* [EXERCISE] Swap "in this photo" for "in this image" at every occurrence throughout the listing below, leaving all other text unchanged.

··· LISTED ENTRIES ···

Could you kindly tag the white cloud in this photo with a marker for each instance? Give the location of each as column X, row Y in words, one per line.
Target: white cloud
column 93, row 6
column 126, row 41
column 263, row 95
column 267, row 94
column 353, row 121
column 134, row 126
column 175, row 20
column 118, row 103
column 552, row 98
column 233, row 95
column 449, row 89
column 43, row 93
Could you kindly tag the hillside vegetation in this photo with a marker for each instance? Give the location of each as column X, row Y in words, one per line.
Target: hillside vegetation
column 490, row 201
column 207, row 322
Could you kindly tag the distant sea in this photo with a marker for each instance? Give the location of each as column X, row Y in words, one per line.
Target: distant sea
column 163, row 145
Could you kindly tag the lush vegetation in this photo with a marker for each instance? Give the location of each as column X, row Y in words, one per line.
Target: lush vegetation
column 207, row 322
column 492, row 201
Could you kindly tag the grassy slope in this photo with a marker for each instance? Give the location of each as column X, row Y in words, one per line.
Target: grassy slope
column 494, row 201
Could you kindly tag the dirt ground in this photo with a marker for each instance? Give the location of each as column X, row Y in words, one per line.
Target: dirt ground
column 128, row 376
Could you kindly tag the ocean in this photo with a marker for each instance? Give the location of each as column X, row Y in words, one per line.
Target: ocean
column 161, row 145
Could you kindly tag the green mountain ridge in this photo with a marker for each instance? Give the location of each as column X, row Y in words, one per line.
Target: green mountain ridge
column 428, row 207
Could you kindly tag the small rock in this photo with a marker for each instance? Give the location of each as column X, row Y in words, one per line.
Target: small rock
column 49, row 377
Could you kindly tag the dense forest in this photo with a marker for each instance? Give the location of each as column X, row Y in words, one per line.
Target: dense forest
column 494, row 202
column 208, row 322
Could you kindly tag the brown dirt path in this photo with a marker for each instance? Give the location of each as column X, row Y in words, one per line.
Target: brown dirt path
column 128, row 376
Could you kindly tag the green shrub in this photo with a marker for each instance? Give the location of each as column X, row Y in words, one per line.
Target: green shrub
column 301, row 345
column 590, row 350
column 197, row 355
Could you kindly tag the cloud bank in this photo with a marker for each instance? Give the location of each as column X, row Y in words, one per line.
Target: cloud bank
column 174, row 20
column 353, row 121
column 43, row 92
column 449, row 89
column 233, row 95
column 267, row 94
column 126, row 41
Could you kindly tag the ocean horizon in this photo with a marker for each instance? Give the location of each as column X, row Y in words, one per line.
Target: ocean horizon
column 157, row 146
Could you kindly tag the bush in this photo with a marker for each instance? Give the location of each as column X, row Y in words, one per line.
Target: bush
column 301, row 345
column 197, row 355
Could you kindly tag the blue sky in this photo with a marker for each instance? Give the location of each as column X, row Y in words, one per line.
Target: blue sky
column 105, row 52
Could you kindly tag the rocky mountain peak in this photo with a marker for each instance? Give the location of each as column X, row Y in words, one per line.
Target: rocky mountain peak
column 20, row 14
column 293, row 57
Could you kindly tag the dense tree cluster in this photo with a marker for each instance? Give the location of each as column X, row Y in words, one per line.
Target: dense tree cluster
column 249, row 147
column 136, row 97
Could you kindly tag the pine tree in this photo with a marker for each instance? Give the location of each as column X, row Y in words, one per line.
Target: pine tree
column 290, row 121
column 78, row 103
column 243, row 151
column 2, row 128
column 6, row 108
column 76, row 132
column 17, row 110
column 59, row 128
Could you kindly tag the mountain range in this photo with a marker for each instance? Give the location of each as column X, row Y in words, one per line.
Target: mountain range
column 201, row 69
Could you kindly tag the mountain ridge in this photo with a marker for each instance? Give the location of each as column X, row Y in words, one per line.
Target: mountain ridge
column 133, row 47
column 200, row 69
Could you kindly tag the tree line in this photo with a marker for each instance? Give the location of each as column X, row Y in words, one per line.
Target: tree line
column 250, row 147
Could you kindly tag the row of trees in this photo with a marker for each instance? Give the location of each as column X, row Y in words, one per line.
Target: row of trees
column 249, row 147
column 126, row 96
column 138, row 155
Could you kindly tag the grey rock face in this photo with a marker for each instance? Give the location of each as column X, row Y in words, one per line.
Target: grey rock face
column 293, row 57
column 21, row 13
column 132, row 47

···

* [FULL SOLUTION]
Could you kindly tag the white cloud in this image with a marker for each instance? Give the location of each as column X, row Y in words, one per line.
Target: white cloud
column 93, row 6
column 126, row 41
column 263, row 95
column 267, row 94
column 353, row 121
column 134, row 126
column 175, row 20
column 118, row 103
column 552, row 98
column 233, row 95
column 449, row 89
column 43, row 93
Could you kindly tag the hillside vegetation in this image with a marker for each instance? Give the location of each as column X, row Y in words, one per line.
Target: hillside vegetation
column 490, row 201
column 207, row 322
Could you kindly tag the distant sea in this image with a marker for each instance? Give the location of each as column X, row Y in words, one per line.
Target: distant sea
column 163, row 145
Could you kindly tag the lush vegetation in this image with a marker for each instance? Give the location of each as column X, row Y in words, one per line.
Target: lush vegetation
column 207, row 322
column 492, row 201
Could you kindly tag the grassy slope in this image with a marker for each instance? Give the location of each as column X, row Y in words, one per line.
Target: grassy slope
column 494, row 201
Could you kindly tag the dirt ground in this image with a marker for each instance? Give the location of each as column X, row Y in words, one per line.
Target: dirt ground
column 128, row 376
Could you kindly tag the ocean in this image with a marker for each instance? Give the location of each as column X, row Y in words, one per line.
Target: ocean
column 161, row 145
Could you kindly tag the green mountain ridge in this image with a marker for each instance? Give the location of each as column X, row Y in words, one per line.
Target: green mountain ridge
column 428, row 207
Could you kindly tag the small rock in this image with a marker for each instance? Give the location of each as column X, row Y in words, one per line.
Target: small rock
column 49, row 377
Could you kindly tag the dense forest in this image with a marker for each instance? Give the location of each as column X, row Y in words, one per line.
Target: dense forest
column 494, row 202
column 208, row 322
Could you kindly tag the brown dirt path in this image with a marker for each instance? Give the location of each as column X, row Y in words, one per line.
Target: brown dirt path
column 128, row 376
Could you kindly tag the green shrub in this image with a marker for each instance? Give the location of each as column X, row Y in words, one per line.
Target: green shrub
column 301, row 345
column 590, row 350
column 197, row 355
Could you kindly tag the cloud bank in this image with a marker for each instance? Give the location of each as column X, row Y in words, one per line.
Target: cloud bank
column 174, row 20
column 353, row 121
column 43, row 92
column 449, row 89
column 233, row 95
column 267, row 94
column 126, row 41
Could you kindly tag the ocean horizon in this image with a marker for each instance? Give the location of each as column X, row Y in words, one per line.
Target: ocean horizon
column 157, row 146
Could you kindly tag the bush in this image with a marker for each instance? Give the location of each as column X, row Y in words, one per line.
Target: bush
column 301, row 345
column 197, row 355
Could you kindly tag the blue sky in this image with a marker for each instance? Give the location of each as column X, row Y in words, one per line.
Target: blue sky
column 105, row 52
Could you kindly tag the rocky mountain peak in this image with a marker for each instance? Give the location of each as column X, row Y in words, one per line.
Target: rocky mountain peak
column 20, row 14
column 293, row 57
Could you kindly tag the dense tree cluster in this image with a marker for each instance? Give the location of each as column X, row Y in words, one per line.
Target: dense tree cluster
column 249, row 147
column 136, row 97
Could you kindly tag the pine tree in this image with a marker for each instance? Give the location of each as column X, row Y in words, one per line.
Target: pine tree
column 290, row 121
column 78, row 103
column 243, row 151
column 2, row 128
column 6, row 108
column 76, row 132
column 17, row 110
column 59, row 128
Could you kindly tag the mountain range in this image with a marker for each instance? Give the location of each as column X, row Y in words, one per line.
Target: mountain range
column 201, row 69
Could you kindly tag the mountain ridge in this image with a marker for each instance? Give the location of each as column X, row Y in words, one per line.
Target: mountain ridge
column 133, row 47
column 200, row 69
Could you kindly tag the tree line in this image with a marker for each instance? Give the location of each as column X, row Y in words, one per line.
Target: tree line
column 250, row 147
Could you kindly tag the row of trees in this image with a marker for each instance? Give the location of each as column X, row Y in words, one per line.
Target: row of trees
column 249, row 147
column 126, row 96
column 138, row 155
Could you kindly tag the grey rock face in this image with a marker for each instance? Give the location of each as column X, row Y in words, one per line.
Target: grey rock face
column 293, row 57
column 21, row 13
column 132, row 47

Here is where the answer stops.